--- START ---

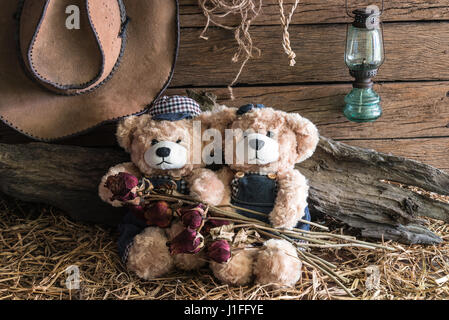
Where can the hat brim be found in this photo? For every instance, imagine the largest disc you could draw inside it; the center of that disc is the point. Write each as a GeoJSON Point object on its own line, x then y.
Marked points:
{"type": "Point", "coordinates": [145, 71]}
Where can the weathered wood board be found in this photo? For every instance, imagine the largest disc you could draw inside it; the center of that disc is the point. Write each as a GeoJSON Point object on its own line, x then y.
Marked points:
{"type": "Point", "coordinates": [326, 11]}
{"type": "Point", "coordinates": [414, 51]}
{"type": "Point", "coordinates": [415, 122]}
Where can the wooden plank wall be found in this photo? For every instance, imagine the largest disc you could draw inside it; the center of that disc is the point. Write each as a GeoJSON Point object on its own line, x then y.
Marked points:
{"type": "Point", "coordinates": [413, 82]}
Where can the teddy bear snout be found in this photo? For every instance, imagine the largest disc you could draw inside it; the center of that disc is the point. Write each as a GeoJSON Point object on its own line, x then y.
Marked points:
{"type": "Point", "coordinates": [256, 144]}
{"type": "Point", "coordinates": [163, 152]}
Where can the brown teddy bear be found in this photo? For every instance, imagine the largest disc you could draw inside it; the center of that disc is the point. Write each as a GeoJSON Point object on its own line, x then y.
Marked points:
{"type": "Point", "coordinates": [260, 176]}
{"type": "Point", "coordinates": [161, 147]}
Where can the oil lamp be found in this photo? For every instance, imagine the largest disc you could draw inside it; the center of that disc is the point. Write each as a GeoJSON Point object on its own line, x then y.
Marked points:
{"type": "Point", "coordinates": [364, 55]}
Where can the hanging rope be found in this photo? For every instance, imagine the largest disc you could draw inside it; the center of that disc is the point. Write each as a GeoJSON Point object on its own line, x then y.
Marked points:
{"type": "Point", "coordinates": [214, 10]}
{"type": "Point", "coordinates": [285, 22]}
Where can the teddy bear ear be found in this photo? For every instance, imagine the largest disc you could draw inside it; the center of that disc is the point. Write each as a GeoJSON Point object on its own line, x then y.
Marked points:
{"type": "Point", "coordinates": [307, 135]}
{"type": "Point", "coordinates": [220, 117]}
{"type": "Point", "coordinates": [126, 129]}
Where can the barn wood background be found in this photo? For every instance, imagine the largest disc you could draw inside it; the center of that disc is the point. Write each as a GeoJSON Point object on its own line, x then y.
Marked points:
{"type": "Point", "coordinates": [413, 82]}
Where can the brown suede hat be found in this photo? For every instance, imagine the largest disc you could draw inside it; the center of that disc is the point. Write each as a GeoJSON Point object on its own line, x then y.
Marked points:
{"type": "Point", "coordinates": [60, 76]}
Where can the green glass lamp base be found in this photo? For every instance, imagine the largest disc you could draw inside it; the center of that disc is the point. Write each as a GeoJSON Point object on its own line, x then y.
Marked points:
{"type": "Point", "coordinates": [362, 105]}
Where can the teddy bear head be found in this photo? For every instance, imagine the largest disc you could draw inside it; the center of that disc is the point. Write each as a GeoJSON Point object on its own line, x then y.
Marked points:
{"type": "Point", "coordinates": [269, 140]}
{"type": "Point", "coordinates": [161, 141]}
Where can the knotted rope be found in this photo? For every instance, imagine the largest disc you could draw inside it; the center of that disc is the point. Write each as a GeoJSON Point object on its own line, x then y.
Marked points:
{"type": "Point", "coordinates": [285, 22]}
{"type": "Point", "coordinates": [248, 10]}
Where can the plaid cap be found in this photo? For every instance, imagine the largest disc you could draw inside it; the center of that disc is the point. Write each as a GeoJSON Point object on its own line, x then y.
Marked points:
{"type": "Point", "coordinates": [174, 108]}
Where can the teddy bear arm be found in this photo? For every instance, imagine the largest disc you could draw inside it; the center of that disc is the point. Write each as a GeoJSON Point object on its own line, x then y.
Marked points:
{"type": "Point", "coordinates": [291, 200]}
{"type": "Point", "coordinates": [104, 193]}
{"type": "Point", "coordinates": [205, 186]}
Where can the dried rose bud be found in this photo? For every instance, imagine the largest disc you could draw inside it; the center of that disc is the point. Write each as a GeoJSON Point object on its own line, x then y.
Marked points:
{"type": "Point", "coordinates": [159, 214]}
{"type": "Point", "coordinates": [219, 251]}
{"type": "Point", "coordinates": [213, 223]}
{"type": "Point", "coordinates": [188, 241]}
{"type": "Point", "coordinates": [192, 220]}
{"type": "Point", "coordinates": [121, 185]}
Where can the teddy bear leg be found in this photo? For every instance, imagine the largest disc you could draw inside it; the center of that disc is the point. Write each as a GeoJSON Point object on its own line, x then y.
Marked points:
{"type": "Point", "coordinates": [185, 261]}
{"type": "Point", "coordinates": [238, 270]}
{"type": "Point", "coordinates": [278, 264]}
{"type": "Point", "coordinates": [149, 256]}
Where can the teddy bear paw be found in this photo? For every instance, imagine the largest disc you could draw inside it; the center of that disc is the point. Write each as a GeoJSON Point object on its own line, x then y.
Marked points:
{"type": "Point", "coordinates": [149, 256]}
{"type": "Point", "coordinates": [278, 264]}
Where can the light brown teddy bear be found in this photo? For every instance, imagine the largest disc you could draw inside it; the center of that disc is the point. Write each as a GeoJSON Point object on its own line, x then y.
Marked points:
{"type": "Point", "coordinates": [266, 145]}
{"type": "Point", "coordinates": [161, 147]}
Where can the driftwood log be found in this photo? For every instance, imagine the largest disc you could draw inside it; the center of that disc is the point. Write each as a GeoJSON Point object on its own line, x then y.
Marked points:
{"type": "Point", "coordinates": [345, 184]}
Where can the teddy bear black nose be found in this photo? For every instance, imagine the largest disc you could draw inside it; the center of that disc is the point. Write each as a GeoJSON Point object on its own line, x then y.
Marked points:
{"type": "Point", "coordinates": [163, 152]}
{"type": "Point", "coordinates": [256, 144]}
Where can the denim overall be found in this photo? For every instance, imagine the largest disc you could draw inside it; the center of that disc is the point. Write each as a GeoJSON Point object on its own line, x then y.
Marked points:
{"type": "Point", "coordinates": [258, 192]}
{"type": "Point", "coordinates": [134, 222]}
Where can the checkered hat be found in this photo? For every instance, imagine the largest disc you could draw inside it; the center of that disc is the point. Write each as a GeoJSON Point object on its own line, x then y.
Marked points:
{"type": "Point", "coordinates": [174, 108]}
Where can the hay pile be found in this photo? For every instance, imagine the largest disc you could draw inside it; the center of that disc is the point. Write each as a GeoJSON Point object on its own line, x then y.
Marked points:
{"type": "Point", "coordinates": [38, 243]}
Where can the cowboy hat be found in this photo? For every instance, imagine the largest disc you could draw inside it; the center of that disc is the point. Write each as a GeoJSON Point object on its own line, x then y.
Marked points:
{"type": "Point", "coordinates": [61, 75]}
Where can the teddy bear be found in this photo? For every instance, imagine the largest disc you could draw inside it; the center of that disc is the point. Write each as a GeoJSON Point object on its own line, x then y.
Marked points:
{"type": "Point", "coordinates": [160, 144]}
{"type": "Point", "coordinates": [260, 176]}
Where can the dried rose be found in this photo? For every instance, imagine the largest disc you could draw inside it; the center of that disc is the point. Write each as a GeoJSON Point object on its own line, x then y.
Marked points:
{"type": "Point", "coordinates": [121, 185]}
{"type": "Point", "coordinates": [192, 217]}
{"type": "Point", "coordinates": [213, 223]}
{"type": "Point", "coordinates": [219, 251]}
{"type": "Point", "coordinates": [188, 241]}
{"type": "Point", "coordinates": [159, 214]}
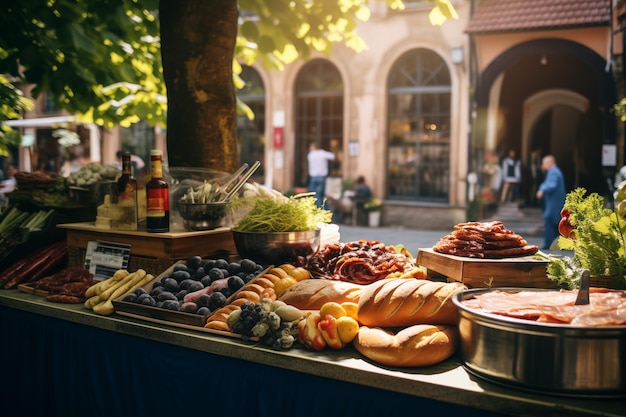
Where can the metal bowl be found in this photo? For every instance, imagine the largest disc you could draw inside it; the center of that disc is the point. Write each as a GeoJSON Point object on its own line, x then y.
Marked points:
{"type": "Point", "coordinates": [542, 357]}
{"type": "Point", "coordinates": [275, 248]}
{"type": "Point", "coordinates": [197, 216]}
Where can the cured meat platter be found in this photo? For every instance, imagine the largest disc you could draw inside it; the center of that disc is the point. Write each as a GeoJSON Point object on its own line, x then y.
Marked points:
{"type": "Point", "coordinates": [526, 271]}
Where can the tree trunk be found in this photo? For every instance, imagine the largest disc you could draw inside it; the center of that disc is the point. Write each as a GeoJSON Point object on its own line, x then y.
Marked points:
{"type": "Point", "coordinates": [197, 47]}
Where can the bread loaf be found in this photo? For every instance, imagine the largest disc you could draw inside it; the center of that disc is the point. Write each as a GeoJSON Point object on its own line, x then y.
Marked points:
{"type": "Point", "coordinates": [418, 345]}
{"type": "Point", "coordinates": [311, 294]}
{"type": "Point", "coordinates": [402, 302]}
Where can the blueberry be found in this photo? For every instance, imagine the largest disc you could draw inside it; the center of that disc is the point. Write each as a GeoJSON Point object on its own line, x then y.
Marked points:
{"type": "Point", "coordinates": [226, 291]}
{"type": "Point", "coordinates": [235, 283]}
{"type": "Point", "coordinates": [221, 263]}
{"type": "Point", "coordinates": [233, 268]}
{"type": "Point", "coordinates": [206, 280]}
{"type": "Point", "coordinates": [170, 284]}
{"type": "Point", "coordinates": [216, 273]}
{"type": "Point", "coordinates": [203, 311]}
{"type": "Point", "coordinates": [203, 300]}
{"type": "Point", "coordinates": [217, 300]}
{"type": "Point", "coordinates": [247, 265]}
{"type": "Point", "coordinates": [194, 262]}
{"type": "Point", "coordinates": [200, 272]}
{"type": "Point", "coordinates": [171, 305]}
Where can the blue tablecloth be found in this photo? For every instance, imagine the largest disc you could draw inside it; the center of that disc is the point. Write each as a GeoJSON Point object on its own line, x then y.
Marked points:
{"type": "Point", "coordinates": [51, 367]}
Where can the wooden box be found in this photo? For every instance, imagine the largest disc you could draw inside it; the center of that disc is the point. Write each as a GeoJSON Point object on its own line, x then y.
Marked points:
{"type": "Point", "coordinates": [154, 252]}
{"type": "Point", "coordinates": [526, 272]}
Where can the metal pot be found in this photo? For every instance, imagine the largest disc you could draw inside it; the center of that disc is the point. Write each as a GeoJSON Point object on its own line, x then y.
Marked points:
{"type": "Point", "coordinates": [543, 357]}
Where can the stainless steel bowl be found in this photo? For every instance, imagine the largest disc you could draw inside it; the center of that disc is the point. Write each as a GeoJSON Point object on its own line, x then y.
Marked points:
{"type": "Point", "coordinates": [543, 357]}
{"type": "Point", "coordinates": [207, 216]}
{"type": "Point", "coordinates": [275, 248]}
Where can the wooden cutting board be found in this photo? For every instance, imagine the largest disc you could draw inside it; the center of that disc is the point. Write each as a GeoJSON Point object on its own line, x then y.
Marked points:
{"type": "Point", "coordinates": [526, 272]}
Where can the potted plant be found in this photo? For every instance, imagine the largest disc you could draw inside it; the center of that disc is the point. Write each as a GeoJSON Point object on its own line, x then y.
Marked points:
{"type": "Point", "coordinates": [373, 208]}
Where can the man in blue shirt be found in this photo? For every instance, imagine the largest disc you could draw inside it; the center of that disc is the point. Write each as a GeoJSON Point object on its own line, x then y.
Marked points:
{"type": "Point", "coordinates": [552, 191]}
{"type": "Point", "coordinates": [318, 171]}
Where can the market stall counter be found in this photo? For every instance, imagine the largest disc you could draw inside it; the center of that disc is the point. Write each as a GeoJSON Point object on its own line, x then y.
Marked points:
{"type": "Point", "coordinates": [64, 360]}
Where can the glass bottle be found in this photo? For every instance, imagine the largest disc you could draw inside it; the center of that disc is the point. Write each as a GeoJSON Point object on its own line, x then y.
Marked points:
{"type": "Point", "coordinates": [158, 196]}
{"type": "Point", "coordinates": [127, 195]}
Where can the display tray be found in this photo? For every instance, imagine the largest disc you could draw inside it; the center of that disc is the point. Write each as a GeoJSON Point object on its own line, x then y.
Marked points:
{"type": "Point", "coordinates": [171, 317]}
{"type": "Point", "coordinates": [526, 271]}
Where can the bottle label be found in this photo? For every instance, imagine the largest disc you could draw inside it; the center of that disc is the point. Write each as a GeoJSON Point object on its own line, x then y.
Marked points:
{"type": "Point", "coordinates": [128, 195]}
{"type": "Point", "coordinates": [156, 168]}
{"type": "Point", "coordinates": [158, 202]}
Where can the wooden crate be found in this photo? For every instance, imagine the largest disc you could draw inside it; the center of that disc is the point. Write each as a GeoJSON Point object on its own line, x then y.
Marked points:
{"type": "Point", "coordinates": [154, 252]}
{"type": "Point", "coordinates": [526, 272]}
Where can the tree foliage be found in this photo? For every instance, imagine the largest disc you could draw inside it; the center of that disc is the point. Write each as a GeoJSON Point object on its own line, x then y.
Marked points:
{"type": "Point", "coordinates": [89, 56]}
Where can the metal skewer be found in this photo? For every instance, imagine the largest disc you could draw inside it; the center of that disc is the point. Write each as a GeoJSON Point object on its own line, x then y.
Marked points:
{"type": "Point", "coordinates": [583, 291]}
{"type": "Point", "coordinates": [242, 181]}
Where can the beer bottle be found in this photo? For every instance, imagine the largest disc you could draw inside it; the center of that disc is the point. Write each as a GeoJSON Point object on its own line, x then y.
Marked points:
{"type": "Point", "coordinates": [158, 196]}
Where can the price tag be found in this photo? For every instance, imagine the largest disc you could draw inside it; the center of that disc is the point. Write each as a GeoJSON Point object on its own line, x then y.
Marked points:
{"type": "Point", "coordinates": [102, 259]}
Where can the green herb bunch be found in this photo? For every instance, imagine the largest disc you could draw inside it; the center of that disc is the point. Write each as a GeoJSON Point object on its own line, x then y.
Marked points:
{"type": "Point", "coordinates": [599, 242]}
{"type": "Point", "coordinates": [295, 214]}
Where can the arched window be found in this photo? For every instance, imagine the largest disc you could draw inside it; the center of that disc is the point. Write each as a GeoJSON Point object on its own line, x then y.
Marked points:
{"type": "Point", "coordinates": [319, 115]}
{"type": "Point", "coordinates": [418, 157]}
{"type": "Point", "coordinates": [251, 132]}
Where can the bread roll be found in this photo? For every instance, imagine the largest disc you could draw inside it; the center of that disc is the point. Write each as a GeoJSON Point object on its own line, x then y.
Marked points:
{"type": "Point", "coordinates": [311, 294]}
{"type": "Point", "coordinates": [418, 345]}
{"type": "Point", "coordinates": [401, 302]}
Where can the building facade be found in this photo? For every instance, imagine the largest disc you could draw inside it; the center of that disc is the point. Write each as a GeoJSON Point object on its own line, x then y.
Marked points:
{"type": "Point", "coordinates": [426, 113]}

--- END ---

- _Exercise goal_: Give again only the lines of the material above that run from the one with "Where can the bread roll" through the end, both included, exactly as they appear.

- _Answer below_:
Where can the bread roll be found in this photo? For every instance, imagine the largest disc you could draw inside it; the center of that disc is the point. Write each as a GeoJSON Point object on its own line, x then y.
Marked points:
{"type": "Point", "coordinates": [311, 294]}
{"type": "Point", "coordinates": [418, 345]}
{"type": "Point", "coordinates": [401, 302]}
Where can the building facade be found in this photo? For every instance, imagine the largest disc you could draw inside it; the center of that disc is the point. Write each as a GeoJSON Point object on its own line, x then y.
Marked points:
{"type": "Point", "coordinates": [426, 113]}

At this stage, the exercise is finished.